**TASK BRIEF:** Reproduce the listing in its entirety. Do not reproduce the pictures.

**SUPPLIED RECORDS:**
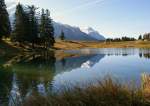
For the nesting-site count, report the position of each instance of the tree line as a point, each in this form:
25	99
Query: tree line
146	36
29	27
120	39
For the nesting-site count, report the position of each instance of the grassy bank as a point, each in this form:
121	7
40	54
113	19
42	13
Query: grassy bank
106	93
66	45
7	47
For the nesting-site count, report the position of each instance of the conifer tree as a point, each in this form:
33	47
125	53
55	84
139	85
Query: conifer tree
62	36
46	29
33	25
5	27
140	37
20	25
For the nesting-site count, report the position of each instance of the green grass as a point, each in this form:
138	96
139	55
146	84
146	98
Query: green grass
106	93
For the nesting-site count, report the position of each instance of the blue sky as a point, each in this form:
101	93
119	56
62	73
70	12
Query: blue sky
112	18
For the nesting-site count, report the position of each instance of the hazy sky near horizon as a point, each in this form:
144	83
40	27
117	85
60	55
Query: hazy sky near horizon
112	18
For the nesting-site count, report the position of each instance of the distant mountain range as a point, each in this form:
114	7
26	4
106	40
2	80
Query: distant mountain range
71	33
75	33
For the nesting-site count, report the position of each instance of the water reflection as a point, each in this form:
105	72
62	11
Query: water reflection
41	73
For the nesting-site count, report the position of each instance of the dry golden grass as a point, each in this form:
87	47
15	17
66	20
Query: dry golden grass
66	45
106	93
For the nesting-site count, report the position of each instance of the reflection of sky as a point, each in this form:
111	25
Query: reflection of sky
125	68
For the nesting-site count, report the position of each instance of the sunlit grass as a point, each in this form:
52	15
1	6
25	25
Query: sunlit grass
105	93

**TASK SOLUTION:**
For the nesting-site count, report the position of each instance of the tree line as a point, each in this form:
25	99
Query: tree line
146	36
29	27
120	39
For the nesting-site count, report the position of each instance of the grassy bank as a point, each in this form:
121	7
40	54
113	19
42	13
Query: grassy bank
106	93
66	45
7	47
For the nesting-site count, report the position of each instance of the conifer tree as a point, each in this form:
33	47
125	53
55	84
139	85
Query: conifer tree
62	36
46	29
33	25
5	27
140	37
20	25
For the nesting-site count, report the position of each instance of the green grass as a point, each in this form:
138	96
139	55
146	84
146	98
Query: green grass
106	93
For the nesting-site count, report the position of each instance of the blue sky as a point, each in this form:
101	93
119	56
62	73
70	12
Query: blue sky
112	18
For the nesting-site count, report the position of each instance of the hazy sky near horizon as a point, each in this form:
144	83
40	27
117	85
60	55
Query: hazy sky near horizon
112	18
For the nesting-site count, report the position of each instance of the distant mountain range as a point, each in this form:
114	7
26	4
106	40
2	80
Query: distant mountain range
71	33
75	33
For the nesting-site count, report the position of each instance of the water reflection as a point, each in this form:
105	72
62	11
Query: water reflection
41	73
For the nesting-site count, report the position of each instance of the dry golden grass as a point, each in this form:
87	47
15	17
66	20
Query: dry golden grass
66	45
106	93
For the nesting-site count, report the position of each instance of the reflection of sky as a point, each in this form:
111	25
Query: reflection of sky
125	68
For the nesting-site count, report the position of each instance of the sunlit grass as a point, each in this form:
52	15
1	6
25	25
Query: sunlit grass
105	93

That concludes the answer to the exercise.